Extract all of the entries and set them down verbatim.

Referring expression pointing data
============================================================
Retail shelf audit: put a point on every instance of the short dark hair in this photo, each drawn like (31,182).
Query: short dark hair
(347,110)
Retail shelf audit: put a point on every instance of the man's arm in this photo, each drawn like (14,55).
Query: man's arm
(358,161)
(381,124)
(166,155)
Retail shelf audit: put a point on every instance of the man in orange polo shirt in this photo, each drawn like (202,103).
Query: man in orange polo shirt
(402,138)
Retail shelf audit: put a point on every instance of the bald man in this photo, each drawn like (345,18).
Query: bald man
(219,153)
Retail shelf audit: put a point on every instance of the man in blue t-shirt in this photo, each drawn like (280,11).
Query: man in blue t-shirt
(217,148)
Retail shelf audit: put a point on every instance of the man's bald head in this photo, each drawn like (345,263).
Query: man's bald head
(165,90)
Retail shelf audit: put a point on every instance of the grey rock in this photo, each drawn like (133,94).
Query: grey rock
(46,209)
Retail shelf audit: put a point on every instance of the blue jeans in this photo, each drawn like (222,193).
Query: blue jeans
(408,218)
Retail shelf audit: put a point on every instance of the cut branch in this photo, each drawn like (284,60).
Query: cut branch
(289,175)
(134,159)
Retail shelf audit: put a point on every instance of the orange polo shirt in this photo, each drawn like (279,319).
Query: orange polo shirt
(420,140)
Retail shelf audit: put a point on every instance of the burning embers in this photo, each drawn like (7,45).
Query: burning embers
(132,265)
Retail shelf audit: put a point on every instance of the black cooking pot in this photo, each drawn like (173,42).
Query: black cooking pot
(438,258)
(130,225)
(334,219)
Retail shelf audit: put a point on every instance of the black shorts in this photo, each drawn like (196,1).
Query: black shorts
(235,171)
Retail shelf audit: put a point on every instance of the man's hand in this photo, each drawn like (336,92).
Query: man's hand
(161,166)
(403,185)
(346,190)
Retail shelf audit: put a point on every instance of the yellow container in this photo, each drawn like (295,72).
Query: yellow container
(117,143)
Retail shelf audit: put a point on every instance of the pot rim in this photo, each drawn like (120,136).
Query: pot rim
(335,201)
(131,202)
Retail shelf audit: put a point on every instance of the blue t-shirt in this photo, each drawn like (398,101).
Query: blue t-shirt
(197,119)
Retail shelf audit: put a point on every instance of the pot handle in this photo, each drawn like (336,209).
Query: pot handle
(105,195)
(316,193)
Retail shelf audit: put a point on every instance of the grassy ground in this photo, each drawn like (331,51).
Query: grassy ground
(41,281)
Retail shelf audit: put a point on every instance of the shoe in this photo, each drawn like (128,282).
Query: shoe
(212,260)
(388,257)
============================================================
» RESPONSE:
Retail shelf audit: put a point on every instance of the short dark hair in this photo, each drawn like (31,182).
Query: short dark hair
(347,110)
Retail shelf audit: put a point on every instance of the man's arm in this photo, each drawn like (14,55).
Query: man's arm
(358,161)
(381,124)
(166,155)
Retail shelf audit: put a point on every instance of the man in orange polo shirt in this photo, each drawn like (202,103).
Query: man in orange polo shirt
(402,138)
Retail shelf audit: put a point on every instance of the bald man in this photo, each drawn like (345,18).
Query: bald man
(219,153)
Retail shelf audit: put a point on every instance of the man in blue t-shirt in this photo, each drawn like (280,11).
Query: man in blue t-shirt
(217,148)
Retail shelf audit: put a point on every instance of the man's bald head in this photo, each drawn like (345,263).
Query: man's bald head
(165,90)
Retail shelf audit: put a point on every instance of the grey rock in this photo, each drawn like (133,94).
Query: grey rock
(46,209)
Retail shelf audit: put a point on every instance of the blue jeans in this photo, each drawn like (222,193).
Query: blue jeans
(408,218)
Retail shelf audit: put a point on every instance of the cut branch in this photo, each drawn like (284,60).
Query: cut branch
(289,175)
(134,159)
Retail shelf audit: put a point on every instance of the orange polo shirt in this photo, each drawn like (279,319).
Query: orange polo shirt
(420,140)
Retail shelf audit: put a point on every instance of the burning embers in this photo, each drawn like (7,45).
Query: burning embers
(132,265)
Retail shelf audit: put a point on every instance of the black cooking pot in this photo, each drawn like (173,42).
Query: black cooking pot
(438,258)
(130,225)
(334,219)
Retail shelf audit: put a point on every instance of the black shorts in this photo, each drawn like (196,1).
Query: black shorts
(235,171)
Retail shelf audit: put a point on every instance of the man's hand in this photo, each drawn like (336,92).
Query: man's hand
(161,166)
(403,185)
(346,190)
Retail shelf audit: put a point on every instance of the yellow container in this photo, each drawn like (295,72).
Query: yellow container
(117,143)
Retail shelf audit: put a point on every instance of the pot rim in this photo, each drawn like (120,136).
Query: pot rim
(335,201)
(131,202)
Retail shelf audit: put a point on every instance of the blue t-shirt in this photo, each drawn like (398,101).
Query: blue t-shirt
(197,119)
Retail shelf audit: put a point on every instance of the pot handle in this photo, each drawn like (336,209).
Query: pot handle
(105,195)
(316,193)
Retail shelf audit: put a point on every instance of the grassy ground in this photo, each drawn like (331,51).
Query: grassy ground
(41,281)
Retail shelf audit: put a point on every instance of the shoe in this photo, each drawn like (128,282).
Query: shoe
(212,260)
(388,257)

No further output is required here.